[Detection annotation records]
--*--

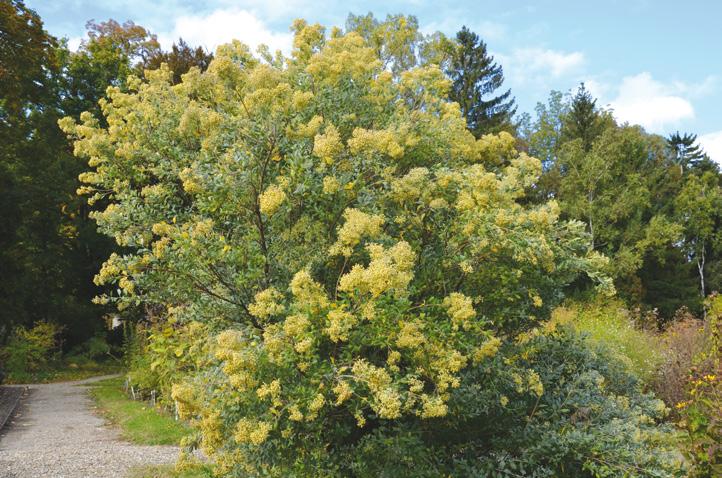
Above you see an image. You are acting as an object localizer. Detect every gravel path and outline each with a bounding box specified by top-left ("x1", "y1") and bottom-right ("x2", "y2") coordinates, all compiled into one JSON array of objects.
[{"x1": 0, "y1": 377, "x2": 178, "y2": 478}]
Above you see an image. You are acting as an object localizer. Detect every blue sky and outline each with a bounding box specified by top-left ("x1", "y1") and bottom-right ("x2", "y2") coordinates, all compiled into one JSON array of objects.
[{"x1": 26, "y1": 0, "x2": 722, "y2": 163}]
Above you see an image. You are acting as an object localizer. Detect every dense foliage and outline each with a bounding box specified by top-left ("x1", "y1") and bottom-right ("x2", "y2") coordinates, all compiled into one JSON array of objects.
[
  {"x1": 0, "y1": 0, "x2": 214, "y2": 351},
  {"x1": 62, "y1": 17, "x2": 692, "y2": 476}
]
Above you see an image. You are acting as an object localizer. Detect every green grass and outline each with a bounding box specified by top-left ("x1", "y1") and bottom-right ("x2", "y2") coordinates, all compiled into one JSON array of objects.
[
  {"x1": 126, "y1": 465, "x2": 213, "y2": 478},
  {"x1": 90, "y1": 377, "x2": 190, "y2": 446},
  {"x1": 552, "y1": 299, "x2": 664, "y2": 383},
  {"x1": 5, "y1": 361, "x2": 123, "y2": 384}
]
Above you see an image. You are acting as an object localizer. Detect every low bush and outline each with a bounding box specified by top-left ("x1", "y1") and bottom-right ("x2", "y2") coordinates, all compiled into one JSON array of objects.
[
  {"x1": 552, "y1": 297, "x2": 665, "y2": 384},
  {"x1": 677, "y1": 295, "x2": 722, "y2": 478},
  {"x1": 0, "y1": 322, "x2": 61, "y2": 382},
  {"x1": 652, "y1": 310, "x2": 709, "y2": 410},
  {"x1": 125, "y1": 320, "x2": 208, "y2": 405}
]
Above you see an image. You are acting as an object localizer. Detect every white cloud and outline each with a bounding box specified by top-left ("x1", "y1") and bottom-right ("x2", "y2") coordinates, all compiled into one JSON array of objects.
[
  {"x1": 610, "y1": 72, "x2": 694, "y2": 133},
  {"x1": 158, "y1": 8, "x2": 293, "y2": 53},
  {"x1": 68, "y1": 37, "x2": 83, "y2": 51},
  {"x1": 497, "y1": 47, "x2": 586, "y2": 86},
  {"x1": 697, "y1": 131, "x2": 722, "y2": 165}
]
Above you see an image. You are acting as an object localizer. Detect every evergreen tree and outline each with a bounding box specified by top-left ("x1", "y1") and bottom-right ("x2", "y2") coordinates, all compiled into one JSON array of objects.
[
  {"x1": 446, "y1": 27, "x2": 516, "y2": 138},
  {"x1": 143, "y1": 38, "x2": 213, "y2": 84},
  {"x1": 667, "y1": 131, "x2": 705, "y2": 174},
  {"x1": 564, "y1": 83, "x2": 604, "y2": 152}
]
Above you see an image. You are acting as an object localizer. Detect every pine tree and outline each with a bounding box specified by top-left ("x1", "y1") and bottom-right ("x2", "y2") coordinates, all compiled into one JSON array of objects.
[
  {"x1": 667, "y1": 131, "x2": 705, "y2": 174},
  {"x1": 446, "y1": 27, "x2": 516, "y2": 138},
  {"x1": 143, "y1": 38, "x2": 213, "y2": 84},
  {"x1": 564, "y1": 83, "x2": 602, "y2": 152}
]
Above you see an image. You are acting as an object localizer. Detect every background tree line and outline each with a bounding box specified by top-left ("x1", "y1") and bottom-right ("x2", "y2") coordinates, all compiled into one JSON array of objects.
[
  {"x1": 0, "y1": 0, "x2": 212, "y2": 347},
  {"x1": 0, "y1": 0, "x2": 722, "y2": 344}
]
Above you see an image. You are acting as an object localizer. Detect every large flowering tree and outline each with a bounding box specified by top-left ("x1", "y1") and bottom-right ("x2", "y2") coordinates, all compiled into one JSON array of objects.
[{"x1": 62, "y1": 17, "x2": 680, "y2": 476}]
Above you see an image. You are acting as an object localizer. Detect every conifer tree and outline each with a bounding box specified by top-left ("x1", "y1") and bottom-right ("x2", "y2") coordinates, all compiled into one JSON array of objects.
[
  {"x1": 143, "y1": 38, "x2": 213, "y2": 84},
  {"x1": 667, "y1": 131, "x2": 705, "y2": 174},
  {"x1": 564, "y1": 83, "x2": 603, "y2": 152},
  {"x1": 446, "y1": 27, "x2": 516, "y2": 138}
]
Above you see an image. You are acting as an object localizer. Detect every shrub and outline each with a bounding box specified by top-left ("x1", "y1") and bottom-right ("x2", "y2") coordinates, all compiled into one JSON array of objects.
[
  {"x1": 677, "y1": 295, "x2": 722, "y2": 478},
  {"x1": 125, "y1": 320, "x2": 208, "y2": 405},
  {"x1": 57, "y1": 17, "x2": 671, "y2": 476},
  {"x1": 552, "y1": 297, "x2": 664, "y2": 384},
  {"x1": 652, "y1": 310, "x2": 709, "y2": 410},
  {"x1": 0, "y1": 321, "x2": 61, "y2": 381}
]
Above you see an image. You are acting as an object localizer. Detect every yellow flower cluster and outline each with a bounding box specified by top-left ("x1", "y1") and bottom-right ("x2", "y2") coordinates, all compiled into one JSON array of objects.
[
  {"x1": 421, "y1": 395, "x2": 449, "y2": 418},
  {"x1": 348, "y1": 128, "x2": 404, "y2": 159},
  {"x1": 93, "y1": 252, "x2": 122, "y2": 285},
  {"x1": 306, "y1": 32, "x2": 381, "y2": 85},
  {"x1": 477, "y1": 131, "x2": 516, "y2": 164},
  {"x1": 287, "y1": 115, "x2": 323, "y2": 138},
  {"x1": 233, "y1": 418, "x2": 273, "y2": 445},
  {"x1": 444, "y1": 292, "x2": 476, "y2": 330},
  {"x1": 291, "y1": 269, "x2": 328, "y2": 312},
  {"x1": 396, "y1": 321, "x2": 426, "y2": 348},
  {"x1": 329, "y1": 208, "x2": 384, "y2": 257},
  {"x1": 474, "y1": 337, "x2": 501, "y2": 363},
  {"x1": 215, "y1": 330, "x2": 258, "y2": 390},
  {"x1": 313, "y1": 124, "x2": 343, "y2": 164},
  {"x1": 352, "y1": 360, "x2": 401, "y2": 420},
  {"x1": 333, "y1": 380, "x2": 353, "y2": 406},
  {"x1": 248, "y1": 287, "x2": 286, "y2": 319},
  {"x1": 258, "y1": 184, "x2": 286, "y2": 216},
  {"x1": 325, "y1": 309, "x2": 358, "y2": 342},
  {"x1": 338, "y1": 241, "x2": 416, "y2": 298},
  {"x1": 171, "y1": 383, "x2": 198, "y2": 419},
  {"x1": 256, "y1": 379, "x2": 283, "y2": 408},
  {"x1": 323, "y1": 176, "x2": 341, "y2": 194},
  {"x1": 178, "y1": 168, "x2": 203, "y2": 194}
]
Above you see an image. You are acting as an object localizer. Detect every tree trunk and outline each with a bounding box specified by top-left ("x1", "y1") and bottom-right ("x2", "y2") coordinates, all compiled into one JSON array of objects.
[{"x1": 697, "y1": 249, "x2": 705, "y2": 299}]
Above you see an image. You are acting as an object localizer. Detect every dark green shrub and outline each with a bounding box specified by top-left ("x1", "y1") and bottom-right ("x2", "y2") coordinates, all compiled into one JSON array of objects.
[{"x1": 0, "y1": 322, "x2": 61, "y2": 381}]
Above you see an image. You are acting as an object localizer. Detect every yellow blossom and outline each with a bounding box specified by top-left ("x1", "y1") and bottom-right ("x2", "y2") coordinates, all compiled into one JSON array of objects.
[
  {"x1": 248, "y1": 287, "x2": 286, "y2": 319},
  {"x1": 333, "y1": 381, "x2": 353, "y2": 406},
  {"x1": 233, "y1": 418, "x2": 273, "y2": 445},
  {"x1": 323, "y1": 176, "x2": 341, "y2": 194},
  {"x1": 329, "y1": 208, "x2": 384, "y2": 257},
  {"x1": 325, "y1": 309, "x2": 357, "y2": 342},
  {"x1": 444, "y1": 292, "x2": 476, "y2": 329},
  {"x1": 313, "y1": 124, "x2": 343, "y2": 164},
  {"x1": 258, "y1": 184, "x2": 286, "y2": 216}
]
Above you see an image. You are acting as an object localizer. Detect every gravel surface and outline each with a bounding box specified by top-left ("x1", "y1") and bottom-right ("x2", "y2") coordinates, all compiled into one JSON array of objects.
[
  {"x1": 0, "y1": 387, "x2": 24, "y2": 430},
  {"x1": 0, "y1": 377, "x2": 178, "y2": 478}
]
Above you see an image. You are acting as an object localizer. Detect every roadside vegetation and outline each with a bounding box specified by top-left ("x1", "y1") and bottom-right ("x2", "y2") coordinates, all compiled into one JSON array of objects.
[
  {"x1": 90, "y1": 377, "x2": 190, "y2": 445},
  {"x1": 0, "y1": 1, "x2": 722, "y2": 478}
]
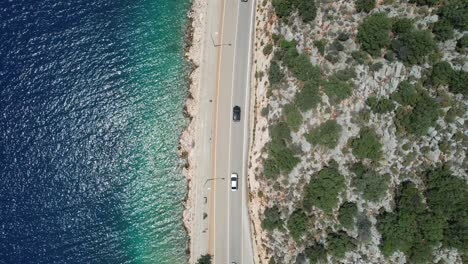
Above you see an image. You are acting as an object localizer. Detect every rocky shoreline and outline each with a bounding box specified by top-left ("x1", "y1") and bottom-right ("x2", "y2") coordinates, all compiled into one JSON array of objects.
[{"x1": 178, "y1": 0, "x2": 207, "y2": 259}]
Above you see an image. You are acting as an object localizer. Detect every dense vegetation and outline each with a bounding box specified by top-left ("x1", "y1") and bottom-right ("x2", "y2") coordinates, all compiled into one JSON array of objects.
[
  {"x1": 264, "y1": 122, "x2": 299, "y2": 179},
  {"x1": 304, "y1": 165, "x2": 345, "y2": 213},
  {"x1": 338, "y1": 202, "x2": 358, "y2": 229},
  {"x1": 288, "y1": 209, "x2": 309, "y2": 241},
  {"x1": 357, "y1": 13, "x2": 392, "y2": 56},
  {"x1": 327, "y1": 231, "x2": 356, "y2": 258},
  {"x1": 305, "y1": 120, "x2": 341, "y2": 149},
  {"x1": 272, "y1": 0, "x2": 317, "y2": 23},
  {"x1": 197, "y1": 254, "x2": 211, "y2": 264},
  {"x1": 355, "y1": 0, "x2": 375, "y2": 13},
  {"x1": 392, "y1": 82, "x2": 439, "y2": 136},
  {"x1": 262, "y1": 205, "x2": 283, "y2": 231},
  {"x1": 392, "y1": 30, "x2": 436, "y2": 64},
  {"x1": 377, "y1": 167, "x2": 468, "y2": 263},
  {"x1": 351, "y1": 162, "x2": 390, "y2": 202},
  {"x1": 351, "y1": 127, "x2": 382, "y2": 161}
]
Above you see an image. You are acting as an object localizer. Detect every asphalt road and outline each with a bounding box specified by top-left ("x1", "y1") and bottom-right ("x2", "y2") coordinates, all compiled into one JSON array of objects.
[{"x1": 210, "y1": 0, "x2": 255, "y2": 264}]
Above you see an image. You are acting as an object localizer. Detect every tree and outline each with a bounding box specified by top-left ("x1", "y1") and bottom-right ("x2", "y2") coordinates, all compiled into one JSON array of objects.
[
  {"x1": 437, "y1": 0, "x2": 468, "y2": 31},
  {"x1": 268, "y1": 62, "x2": 284, "y2": 86},
  {"x1": 323, "y1": 76, "x2": 353, "y2": 104},
  {"x1": 338, "y1": 202, "x2": 358, "y2": 229},
  {"x1": 431, "y1": 61, "x2": 454, "y2": 86},
  {"x1": 305, "y1": 120, "x2": 342, "y2": 149},
  {"x1": 391, "y1": 81, "x2": 419, "y2": 106},
  {"x1": 351, "y1": 127, "x2": 382, "y2": 161},
  {"x1": 424, "y1": 166, "x2": 468, "y2": 252},
  {"x1": 296, "y1": 0, "x2": 317, "y2": 23},
  {"x1": 288, "y1": 209, "x2": 309, "y2": 241},
  {"x1": 432, "y1": 19, "x2": 453, "y2": 41},
  {"x1": 392, "y1": 30, "x2": 437, "y2": 64},
  {"x1": 296, "y1": 81, "x2": 322, "y2": 112},
  {"x1": 304, "y1": 167, "x2": 345, "y2": 213},
  {"x1": 327, "y1": 231, "x2": 356, "y2": 258},
  {"x1": 457, "y1": 34, "x2": 468, "y2": 49},
  {"x1": 264, "y1": 122, "x2": 300, "y2": 179},
  {"x1": 449, "y1": 70, "x2": 468, "y2": 95},
  {"x1": 283, "y1": 104, "x2": 302, "y2": 131},
  {"x1": 271, "y1": 0, "x2": 293, "y2": 18},
  {"x1": 366, "y1": 96, "x2": 395, "y2": 114},
  {"x1": 355, "y1": 0, "x2": 375, "y2": 13},
  {"x1": 392, "y1": 17, "x2": 414, "y2": 34},
  {"x1": 409, "y1": 0, "x2": 437, "y2": 6},
  {"x1": 262, "y1": 205, "x2": 283, "y2": 231},
  {"x1": 351, "y1": 162, "x2": 390, "y2": 202},
  {"x1": 357, "y1": 13, "x2": 391, "y2": 57},
  {"x1": 197, "y1": 254, "x2": 211, "y2": 264},
  {"x1": 394, "y1": 92, "x2": 439, "y2": 136},
  {"x1": 304, "y1": 244, "x2": 327, "y2": 263}
]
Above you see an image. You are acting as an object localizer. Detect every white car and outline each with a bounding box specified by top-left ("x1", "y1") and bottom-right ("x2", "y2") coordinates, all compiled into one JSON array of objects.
[{"x1": 231, "y1": 172, "x2": 239, "y2": 192}]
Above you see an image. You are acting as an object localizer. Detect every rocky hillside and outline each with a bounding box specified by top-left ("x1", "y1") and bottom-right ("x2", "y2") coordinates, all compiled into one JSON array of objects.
[{"x1": 249, "y1": 0, "x2": 468, "y2": 263}]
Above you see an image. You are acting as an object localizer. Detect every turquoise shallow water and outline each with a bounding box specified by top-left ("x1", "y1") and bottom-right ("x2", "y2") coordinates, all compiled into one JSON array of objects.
[{"x1": 0, "y1": 0, "x2": 190, "y2": 263}]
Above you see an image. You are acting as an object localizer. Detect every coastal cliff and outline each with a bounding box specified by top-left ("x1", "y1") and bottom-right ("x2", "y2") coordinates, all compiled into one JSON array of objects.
[{"x1": 248, "y1": 0, "x2": 468, "y2": 263}]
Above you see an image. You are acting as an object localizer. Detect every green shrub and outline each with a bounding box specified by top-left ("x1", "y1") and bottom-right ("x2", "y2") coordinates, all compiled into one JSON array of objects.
[
  {"x1": 335, "y1": 67, "x2": 356, "y2": 82},
  {"x1": 262, "y1": 205, "x2": 283, "y2": 231},
  {"x1": 325, "y1": 51, "x2": 340, "y2": 64},
  {"x1": 338, "y1": 32, "x2": 349, "y2": 41},
  {"x1": 304, "y1": 244, "x2": 327, "y2": 263},
  {"x1": 263, "y1": 43, "x2": 273, "y2": 56},
  {"x1": 391, "y1": 81, "x2": 419, "y2": 106},
  {"x1": 384, "y1": 50, "x2": 396, "y2": 62},
  {"x1": 457, "y1": 34, "x2": 468, "y2": 49},
  {"x1": 351, "y1": 162, "x2": 390, "y2": 202},
  {"x1": 377, "y1": 179, "x2": 458, "y2": 263},
  {"x1": 392, "y1": 30, "x2": 437, "y2": 64},
  {"x1": 304, "y1": 167, "x2": 345, "y2": 213},
  {"x1": 424, "y1": 166, "x2": 468, "y2": 252},
  {"x1": 366, "y1": 96, "x2": 395, "y2": 114},
  {"x1": 356, "y1": 214, "x2": 372, "y2": 243},
  {"x1": 355, "y1": 0, "x2": 375, "y2": 13},
  {"x1": 409, "y1": 0, "x2": 437, "y2": 6},
  {"x1": 357, "y1": 13, "x2": 391, "y2": 57},
  {"x1": 392, "y1": 18, "x2": 414, "y2": 34},
  {"x1": 268, "y1": 62, "x2": 284, "y2": 86},
  {"x1": 283, "y1": 104, "x2": 302, "y2": 131},
  {"x1": 395, "y1": 91, "x2": 439, "y2": 136},
  {"x1": 449, "y1": 70, "x2": 468, "y2": 95},
  {"x1": 296, "y1": 81, "x2": 321, "y2": 112},
  {"x1": 352, "y1": 127, "x2": 382, "y2": 161},
  {"x1": 288, "y1": 54, "x2": 320, "y2": 81},
  {"x1": 271, "y1": 0, "x2": 293, "y2": 18},
  {"x1": 323, "y1": 76, "x2": 353, "y2": 104},
  {"x1": 287, "y1": 209, "x2": 309, "y2": 241},
  {"x1": 314, "y1": 39, "x2": 327, "y2": 56},
  {"x1": 327, "y1": 231, "x2": 356, "y2": 258},
  {"x1": 338, "y1": 202, "x2": 358, "y2": 229},
  {"x1": 305, "y1": 120, "x2": 342, "y2": 149},
  {"x1": 197, "y1": 254, "x2": 211, "y2": 264},
  {"x1": 295, "y1": 0, "x2": 317, "y2": 23},
  {"x1": 438, "y1": 0, "x2": 468, "y2": 31},
  {"x1": 351, "y1": 50, "x2": 369, "y2": 64},
  {"x1": 370, "y1": 62, "x2": 383, "y2": 71},
  {"x1": 264, "y1": 122, "x2": 300, "y2": 179},
  {"x1": 431, "y1": 61, "x2": 454, "y2": 86},
  {"x1": 432, "y1": 19, "x2": 453, "y2": 41}
]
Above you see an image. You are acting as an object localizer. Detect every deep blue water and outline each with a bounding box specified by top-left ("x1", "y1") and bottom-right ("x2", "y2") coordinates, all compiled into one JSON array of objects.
[{"x1": 0, "y1": 0, "x2": 190, "y2": 263}]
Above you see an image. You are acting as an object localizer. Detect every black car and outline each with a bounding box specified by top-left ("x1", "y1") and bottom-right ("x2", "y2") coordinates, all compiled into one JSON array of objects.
[{"x1": 232, "y1": 105, "x2": 240, "y2": 122}]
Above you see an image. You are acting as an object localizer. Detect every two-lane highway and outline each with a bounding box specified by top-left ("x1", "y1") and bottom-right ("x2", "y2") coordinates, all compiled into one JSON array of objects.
[{"x1": 210, "y1": 0, "x2": 255, "y2": 264}]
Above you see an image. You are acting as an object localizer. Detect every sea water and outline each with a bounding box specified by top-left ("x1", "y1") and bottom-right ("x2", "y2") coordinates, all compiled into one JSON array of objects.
[{"x1": 0, "y1": 0, "x2": 190, "y2": 264}]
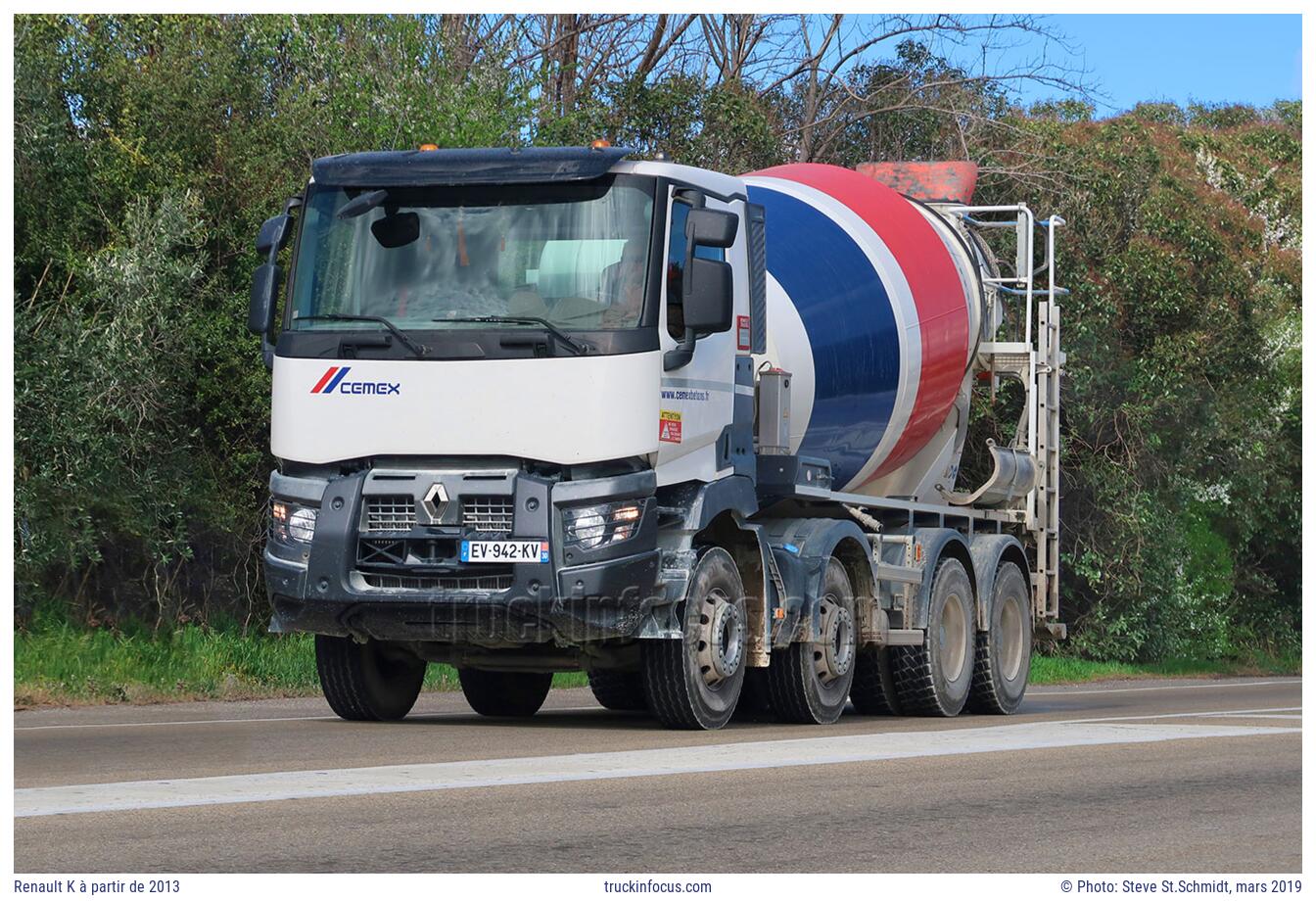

--*--

◆ WHAT TO WORK ON: Copy every line of the items above that contains the word "water".

◆ EXERCISE RESULT:
Above you see an image. You are acting as an object localizer. Detect every turquoise shallow water and outline each with a bounding box specified by top-left ("x1", "y1") and bottom-right ("x2", "y2") coordinates, all compiled into one JSON array of objects.
Above you see an image. You are acting as an object localizer. Detect every deep blue water and outline each with a bounding box specified by top-left ("x1", "y1") and bottom-right ("x2", "y2") coordinates, all compiled into one JSON array of objects.
Above you see an image. You are acting as an object localizer. Detect every sea water and outline each with a bounding box specified by top-left ("x1", "y1") and bottom-right ("x2", "y2") coordinates, all compiled into one JSON array of objects.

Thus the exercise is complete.